*REQUIREMENT:*
Rewrite all of the material below with "shelf-audit tool" replaced by "inventory app" everywhere it occurs, keeping every other word unchanged, and omit the pictures.

*STORED ROWS:*
▶
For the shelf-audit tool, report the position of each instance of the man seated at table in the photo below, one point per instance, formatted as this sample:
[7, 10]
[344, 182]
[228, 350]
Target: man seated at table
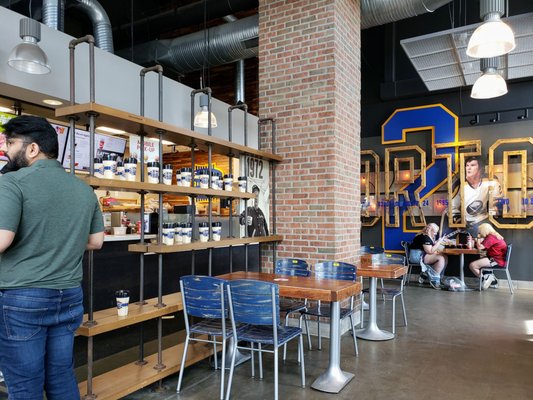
[425, 250]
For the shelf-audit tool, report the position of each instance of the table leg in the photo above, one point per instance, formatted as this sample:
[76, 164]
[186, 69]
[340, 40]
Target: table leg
[333, 379]
[372, 331]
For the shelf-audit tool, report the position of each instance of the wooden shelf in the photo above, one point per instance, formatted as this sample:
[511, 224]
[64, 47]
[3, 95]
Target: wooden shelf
[133, 123]
[128, 186]
[108, 320]
[177, 248]
[132, 377]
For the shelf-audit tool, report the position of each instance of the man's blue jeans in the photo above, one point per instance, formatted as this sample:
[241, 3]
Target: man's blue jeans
[36, 341]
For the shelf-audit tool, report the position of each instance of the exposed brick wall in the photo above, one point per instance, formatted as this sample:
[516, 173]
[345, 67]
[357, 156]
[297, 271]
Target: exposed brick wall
[309, 81]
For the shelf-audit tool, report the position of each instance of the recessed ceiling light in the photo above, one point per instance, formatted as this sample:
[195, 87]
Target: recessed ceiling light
[52, 102]
[6, 109]
[110, 130]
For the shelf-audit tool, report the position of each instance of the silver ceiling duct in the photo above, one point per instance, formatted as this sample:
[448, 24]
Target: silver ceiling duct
[227, 43]
[53, 16]
[238, 40]
[101, 25]
[380, 12]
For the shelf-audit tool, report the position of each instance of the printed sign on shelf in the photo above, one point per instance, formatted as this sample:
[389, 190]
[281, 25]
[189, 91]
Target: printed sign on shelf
[151, 149]
[257, 220]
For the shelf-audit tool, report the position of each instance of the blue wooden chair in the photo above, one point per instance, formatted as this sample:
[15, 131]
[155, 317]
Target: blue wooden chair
[204, 297]
[498, 269]
[372, 250]
[291, 267]
[331, 270]
[256, 304]
[391, 293]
◀
*SOLUTION FOR THIS PROBLEM:*
For the inventory app, report the position of each instance of the man seated at table in the photo below, one point per instance, formatted as this sample:
[7, 10]
[344, 182]
[228, 350]
Target: man seated at table
[425, 250]
For the inventory app, report the position of each instance of the table leg in the photo above, one point per instance, formatted as this sample:
[76, 164]
[186, 69]
[340, 40]
Target: table leg
[333, 379]
[372, 331]
For the inventory app, report the position of each instance of the wooden shelf in the photo above, one point per instance, formatted as this sample:
[511, 224]
[64, 47]
[3, 95]
Target: wooden shelf
[133, 123]
[128, 186]
[108, 320]
[177, 248]
[132, 377]
For the inventory app, report the position of each instance of the man's blue jeans in the photo above, one point per instance, formatted as this sample:
[241, 3]
Target: man's blue jeans
[36, 341]
For the inventory app, report the position of each instance of the exposed brick wall in the photo above, one point per instance, formatted as this sample:
[516, 173]
[345, 67]
[357, 156]
[297, 271]
Target: exposed brick wall
[309, 81]
For the inventory app, report the position of each instance of the recessed ceiling light in the photo above, one point per instance, formatted as this sample:
[195, 87]
Target: recessed ceiling light
[52, 102]
[6, 109]
[110, 130]
For the inventory app, report the position of each instance of the silver ceiling duct in the photo above, one point per instance, formatted as this sample:
[448, 24]
Target: silver ceiling duct
[227, 43]
[53, 16]
[238, 40]
[101, 25]
[380, 12]
For the inventory app, report the position of each instance of the printed sign on shelf in the photo above, one point per instance, formatted as this sample:
[389, 190]
[281, 25]
[189, 91]
Target: printed sign on shelf
[151, 149]
[257, 220]
For the inventory app, report the position of each instance of the blue wooden chair in the photo above, one point per instance, formatted as this sample:
[15, 131]
[155, 317]
Target: blue wooden chair
[204, 297]
[498, 269]
[372, 250]
[291, 267]
[331, 270]
[256, 304]
[391, 293]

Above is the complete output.